Given information:
◆ ◆ ◆

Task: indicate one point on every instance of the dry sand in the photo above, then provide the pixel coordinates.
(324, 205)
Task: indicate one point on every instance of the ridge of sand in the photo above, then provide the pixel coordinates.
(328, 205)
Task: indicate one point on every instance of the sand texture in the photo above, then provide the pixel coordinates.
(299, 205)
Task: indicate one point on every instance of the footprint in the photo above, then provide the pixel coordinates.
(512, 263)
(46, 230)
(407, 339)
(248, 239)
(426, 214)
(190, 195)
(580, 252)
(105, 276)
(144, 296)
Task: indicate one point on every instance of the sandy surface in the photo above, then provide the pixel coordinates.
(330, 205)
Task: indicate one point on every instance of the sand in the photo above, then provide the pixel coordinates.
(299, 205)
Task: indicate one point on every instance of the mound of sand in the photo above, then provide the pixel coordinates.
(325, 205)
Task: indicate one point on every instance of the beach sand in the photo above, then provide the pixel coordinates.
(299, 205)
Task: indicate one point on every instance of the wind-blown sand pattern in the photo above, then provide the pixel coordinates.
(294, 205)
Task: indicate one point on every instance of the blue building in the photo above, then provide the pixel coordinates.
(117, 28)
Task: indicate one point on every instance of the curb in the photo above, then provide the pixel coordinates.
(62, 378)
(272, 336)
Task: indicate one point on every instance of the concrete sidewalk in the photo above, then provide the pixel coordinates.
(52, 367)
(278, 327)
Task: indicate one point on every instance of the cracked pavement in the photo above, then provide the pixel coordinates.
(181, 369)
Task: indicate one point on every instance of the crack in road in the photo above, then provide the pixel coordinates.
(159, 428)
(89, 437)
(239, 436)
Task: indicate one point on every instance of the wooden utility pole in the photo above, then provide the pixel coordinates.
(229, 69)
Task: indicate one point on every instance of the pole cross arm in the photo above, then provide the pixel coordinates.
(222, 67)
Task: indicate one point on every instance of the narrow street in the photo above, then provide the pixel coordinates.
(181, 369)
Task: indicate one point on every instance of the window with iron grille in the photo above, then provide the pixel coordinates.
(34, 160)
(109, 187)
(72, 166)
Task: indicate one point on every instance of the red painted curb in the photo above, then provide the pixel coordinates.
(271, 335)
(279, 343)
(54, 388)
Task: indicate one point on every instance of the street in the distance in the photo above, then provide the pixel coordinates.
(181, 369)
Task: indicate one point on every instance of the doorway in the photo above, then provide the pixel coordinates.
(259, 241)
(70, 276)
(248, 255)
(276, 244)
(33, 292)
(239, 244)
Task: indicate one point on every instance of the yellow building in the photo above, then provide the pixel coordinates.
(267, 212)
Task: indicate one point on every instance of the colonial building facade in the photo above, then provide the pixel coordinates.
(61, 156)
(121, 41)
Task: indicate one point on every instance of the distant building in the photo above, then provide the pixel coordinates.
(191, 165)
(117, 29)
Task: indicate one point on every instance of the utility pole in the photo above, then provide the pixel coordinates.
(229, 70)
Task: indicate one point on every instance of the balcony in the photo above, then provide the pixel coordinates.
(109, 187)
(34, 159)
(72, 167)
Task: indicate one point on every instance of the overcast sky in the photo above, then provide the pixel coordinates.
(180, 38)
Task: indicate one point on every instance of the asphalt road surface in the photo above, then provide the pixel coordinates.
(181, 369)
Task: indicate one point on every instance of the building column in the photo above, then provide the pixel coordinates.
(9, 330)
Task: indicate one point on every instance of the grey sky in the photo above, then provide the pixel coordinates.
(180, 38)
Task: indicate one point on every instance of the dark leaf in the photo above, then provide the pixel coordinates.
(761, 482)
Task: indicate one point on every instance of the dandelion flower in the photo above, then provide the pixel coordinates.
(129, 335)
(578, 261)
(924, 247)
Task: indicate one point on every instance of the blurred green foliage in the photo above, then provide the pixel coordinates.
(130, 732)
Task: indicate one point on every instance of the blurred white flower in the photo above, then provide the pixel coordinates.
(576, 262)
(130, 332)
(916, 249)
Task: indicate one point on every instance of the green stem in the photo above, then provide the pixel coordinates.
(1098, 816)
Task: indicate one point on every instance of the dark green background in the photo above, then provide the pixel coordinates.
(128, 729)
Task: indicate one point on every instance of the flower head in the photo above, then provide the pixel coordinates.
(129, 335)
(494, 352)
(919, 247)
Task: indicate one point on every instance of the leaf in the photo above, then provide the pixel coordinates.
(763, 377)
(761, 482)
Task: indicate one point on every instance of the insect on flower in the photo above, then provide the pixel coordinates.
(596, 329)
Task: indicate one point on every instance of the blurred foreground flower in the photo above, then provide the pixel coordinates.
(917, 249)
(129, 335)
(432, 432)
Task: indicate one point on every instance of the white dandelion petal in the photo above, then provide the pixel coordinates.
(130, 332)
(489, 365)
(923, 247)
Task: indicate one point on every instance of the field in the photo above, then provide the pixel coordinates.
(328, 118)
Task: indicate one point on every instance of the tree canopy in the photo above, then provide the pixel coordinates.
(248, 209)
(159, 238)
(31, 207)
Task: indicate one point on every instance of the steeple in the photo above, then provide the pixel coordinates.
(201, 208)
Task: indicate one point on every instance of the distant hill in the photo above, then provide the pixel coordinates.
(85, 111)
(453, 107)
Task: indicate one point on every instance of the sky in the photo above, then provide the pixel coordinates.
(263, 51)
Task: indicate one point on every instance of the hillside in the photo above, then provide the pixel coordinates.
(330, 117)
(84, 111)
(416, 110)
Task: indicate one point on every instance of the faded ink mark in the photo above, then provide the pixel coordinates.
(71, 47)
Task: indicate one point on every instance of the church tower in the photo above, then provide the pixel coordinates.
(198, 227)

◆ ◆ ◆

Directions: Reproduce the material above, every line of it, exactly.

Answer to this exercise:
Task: indicate one point on every instance of the dry sand in the photo above, then provide the pixel coordinates.
(324, 205)
Task: indicate one point on every instance of the ridge of sand in the photo above, then provide the pixel coordinates.
(328, 205)
Task: indicate one point on every instance of the sand texture in the photo above, then provide the pixel coordinates.
(299, 205)
Task: indicate one point on every instance of the footprint in the photo above, then provide the pixel coordinates.
(512, 263)
(46, 230)
(407, 339)
(248, 239)
(426, 214)
(190, 195)
(580, 252)
(105, 276)
(144, 296)
Task: indicate one point on every instance of the sandy surface in the photo above, then provide the pixel coordinates.
(330, 205)
Task: indicate one point on every instance of the sand in the photo above, then provide the pixel coordinates.
(299, 205)
Task: indicate one point on every instance of the mound of sand in the photo above, then provide the pixel coordinates.
(325, 205)
Task: indicate one point on every instance of the beach sand in the photo above, then provide the pixel coordinates.
(299, 205)
Task: indicate one point on every instance of the wind-blown sand pattern in the photo above, then provide the pixel coordinates.
(294, 205)
Task: indicate one point on every instance of the blue building in the photo above, then provide the pixel coordinates.
(117, 28)
Task: indicate one point on every instance of the curb in the photo above, then provide the pixel coordinates.
(62, 378)
(272, 336)
Task: indicate one point on every instance of the concrete sidewalk in the photo above, then provide the pixel coordinates.
(52, 367)
(278, 327)
Task: indicate one point on every instance of the cracked pavement in the photo above, then provide the pixel coordinates.
(181, 369)
Task: indicate one point on every instance of the crack in road in the photo above, then provide the pixel coordinates.
(159, 428)
(89, 437)
(239, 436)
Task: indicate one point on every instance of the wooden utility pole in the photo above, then provide the pixel coordinates.
(229, 69)
Task: indicate one point on every instance of the pole cross arm in the photo above, then provide the pixel coordinates.
(222, 67)
Task: indicate one point on every instance of the narrow street in the photo above, then provide the pixel coordinates.
(181, 369)
Task: indicate one point on every instance of the window with iron grille in the photo above, then provide the pixel coordinates.
(34, 160)
(109, 187)
(72, 166)
Task: indicate one point on every instance of the red painted curb in the photo above, then provide the pixel coordinates.
(271, 335)
(279, 343)
(54, 388)
Task: indicate one point on every instance of the street in the distance in the photo above, then provide the pixel coordinates.
(181, 369)
Task: indicate one point on every instance of the doorway in the photo above, then provide the pixel coordinates.
(259, 241)
(70, 276)
(248, 255)
(276, 244)
(33, 292)
(239, 244)
Task: indicate one point on every instance of the yellow building in the photo above, then provide the pixel coordinates.
(267, 212)
Task: indicate one point on every instance of the colonial building facade in the photo above, then provide the pixel coordinates.
(61, 156)
(121, 41)
Task: indicate one point on every instance of the distant building in the photo above, then provide the pixel coordinates.
(191, 165)
(117, 29)
Task: indicate one point on every instance of the utility pole in the photo above, then provide the pixel coordinates.
(229, 70)
Task: indicate one point on every instance of the balcony in the photo above, then provide the pixel coordinates.
(109, 187)
(34, 159)
(72, 167)
Task: indicate one point on every instance of the overcast sky in the photo above, then provide the pixel coordinates.
(180, 38)
Task: indicate one point on every instance of the asphalt road surface in the photo above, then provide the pixel coordinates.
(181, 369)
Task: indicate one point on every instance of the building column in the photo above, then provide the pixel coordinates.
(9, 330)
Task: indicate one point on every instance of the grey sky in the photo above, then provide the pixel coordinates.
(180, 38)
Task: indicate one point on every instance of the dark leaf in the photo above, then provide the pixel coordinates.
(761, 482)
Task: indicate one point on every instance of the dandelion flower in the photo above, then provide the pixel coordinates.
(129, 335)
(578, 261)
(924, 247)
Task: indicate one point on every instance of the blurred green foliage in the photo above, then provide the pixel coordinates.
(130, 732)
Task: indicate one point on every instance of the blurred white flower in the photo above, then provide the pixel coordinates.
(576, 262)
(130, 332)
(916, 249)
Task: indicate one point on every instance of the green stem in the photo above, then provide the pixel coordinates.
(1098, 816)
Task: indicate one point on every instance of the dark green background in the photo above, then provide the pixel coordinates.
(128, 729)
Task: indicate one point on every instance of the flower head in the photo above, then provide the pixel coordinates.
(129, 335)
(494, 352)
(919, 247)
Task: indicate one point on every instance of the leaf in the photo above, then provide the pixel coordinates.
(763, 377)
(761, 482)
Task: indicate one point on every instance of the insect on flower in the photo above, then provide the pixel coordinates.
(596, 329)
Task: indicate one point on every instance of the blurred foreground flower in the photo above, then provide the pixel coordinates.
(917, 249)
(129, 335)
(432, 432)
Task: indicate one point on every instance of the white dandelion petal in the photo above, then provide the pixel coordinates.
(130, 332)
(489, 365)
(923, 247)
Task: indicate one point on every instance of the field in the photo above, then provide the pixel coordinates.
(328, 118)
Task: indicate one point on every instance of the tree canopy in the photo above, then provide the pixel coordinates.
(248, 209)
(159, 238)
(31, 207)
Task: indicate one point on every instance of the steeple in the photo above, then provide the pixel coordinates.
(201, 208)
Task: indicate one point on every instance of the distant hill in the photo above, then provide the pixel coordinates.
(85, 111)
(453, 107)
Task: indicate one point on every instance of the sky in the photo above, then provide the pixel coordinates.
(263, 51)
Task: indicate one point on every instance of the hillside in the photo above, then provide the pixel coordinates.
(330, 117)
(84, 111)
(416, 110)
Task: indicate one point on every instance of the faded ink mark in the photo above, then provide the pixel coordinates.
(71, 47)
Task: indicate one point on every instance of the church tower in the photo above, then provide the pixel coordinates.
(198, 227)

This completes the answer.